■ **Required action**: Whenever a line of the entries below holds the string "reflection", copy that line and return it.
#### Material for the task
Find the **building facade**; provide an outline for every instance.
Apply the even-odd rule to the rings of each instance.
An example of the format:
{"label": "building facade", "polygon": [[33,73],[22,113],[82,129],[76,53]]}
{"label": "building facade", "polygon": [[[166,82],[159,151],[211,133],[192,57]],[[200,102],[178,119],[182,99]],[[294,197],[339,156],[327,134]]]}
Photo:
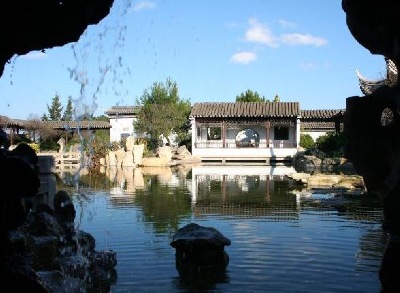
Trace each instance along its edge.
{"label": "building facade", "polygon": [[202,162],[290,161],[300,143],[300,117],[292,102],[195,103],[192,155]]}
{"label": "building facade", "polygon": [[119,142],[128,136],[135,136],[133,122],[139,106],[112,106],[105,114],[110,118],[110,142]]}

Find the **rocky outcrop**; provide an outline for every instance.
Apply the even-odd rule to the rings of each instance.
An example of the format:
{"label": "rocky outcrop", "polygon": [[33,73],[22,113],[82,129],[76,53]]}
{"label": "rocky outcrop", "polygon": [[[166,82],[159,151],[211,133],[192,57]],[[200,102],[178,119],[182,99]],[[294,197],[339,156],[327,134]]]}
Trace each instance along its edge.
{"label": "rocky outcrop", "polygon": [[127,139],[126,147],[110,151],[102,160],[106,166],[120,167],[170,167],[201,163],[201,159],[192,156],[186,146],[173,148],[159,147],[154,157],[143,157],[144,145],[135,145]]}
{"label": "rocky outcrop", "polygon": [[339,194],[363,194],[364,180],[359,175],[292,173],[286,175],[302,185],[306,191],[329,190]]}
{"label": "rocky outcrop", "polygon": [[94,238],[75,229],[68,193],[57,192],[51,206],[37,200],[38,161],[25,144],[0,150],[0,182],[8,186],[0,213],[3,286],[23,292],[108,291],[116,275],[115,252],[96,251]]}
{"label": "rocky outcrop", "polygon": [[344,157],[329,158],[321,151],[299,151],[293,157],[293,167],[299,172],[321,173],[339,171],[356,174],[353,164]]}

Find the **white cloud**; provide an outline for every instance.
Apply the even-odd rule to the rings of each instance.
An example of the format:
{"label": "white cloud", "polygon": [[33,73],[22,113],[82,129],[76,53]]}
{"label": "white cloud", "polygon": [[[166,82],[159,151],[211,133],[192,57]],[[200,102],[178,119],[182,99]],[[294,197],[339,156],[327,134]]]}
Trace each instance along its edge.
{"label": "white cloud", "polygon": [[287,21],[285,19],[280,19],[279,20],[279,24],[281,25],[281,27],[283,28],[295,28],[296,24],[290,21]]}
{"label": "white cloud", "polygon": [[280,40],[287,45],[314,45],[317,47],[324,46],[328,41],[321,37],[314,37],[310,34],[284,34]]}
{"label": "white cloud", "polygon": [[270,47],[278,46],[278,39],[272,34],[271,29],[259,23],[257,19],[249,19],[250,28],[246,31],[245,39],[248,42],[260,43]]}
{"label": "white cloud", "polygon": [[153,1],[139,1],[133,6],[133,11],[140,11],[143,9],[153,9],[156,3]]}
{"label": "white cloud", "polygon": [[29,52],[28,54],[21,55],[20,57],[23,59],[36,60],[36,59],[46,58],[47,55],[46,55],[46,53],[41,52],[41,51],[32,51],[32,52]]}
{"label": "white cloud", "polygon": [[[296,25],[294,23],[288,22],[286,20],[280,20],[279,23],[285,28],[294,28]],[[248,42],[259,43],[267,45],[272,48],[276,48],[279,45],[311,45],[311,46],[324,46],[328,43],[325,38],[315,37],[311,34],[282,34],[274,35],[272,30],[264,24],[261,24],[257,19],[249,19],[249,28],[245,33],[245,40]]]}
{"label": "white cloud", "polygon": [[257,54],[254,52],[238,52],[231,57],[233,63],[240,64],[248,64],[255,60],[257,60]]}
{"label": "white cloud", "polygon": [[301,62],[300,68],[303,70],[313,70],[317,68],[317,65],[312,62]]}

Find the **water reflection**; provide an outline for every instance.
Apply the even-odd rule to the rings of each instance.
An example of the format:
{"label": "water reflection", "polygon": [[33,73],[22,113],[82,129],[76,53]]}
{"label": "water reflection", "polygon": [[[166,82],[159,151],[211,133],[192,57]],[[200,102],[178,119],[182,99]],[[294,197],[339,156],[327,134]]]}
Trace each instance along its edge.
########
■ **Task result**:
Find the **water reflection**; provide an outline for every instance.
{"label": "water reflection", "polygon": [[33,73],[22,113],[82,129],[76,53]]}
{"label": "water reflection", "polygon": [[[166,82],[159,151],[211,133],[192,57]],[[200,102],[178,119],[182,99]],[[294,197],[339,156],[327,134]]]}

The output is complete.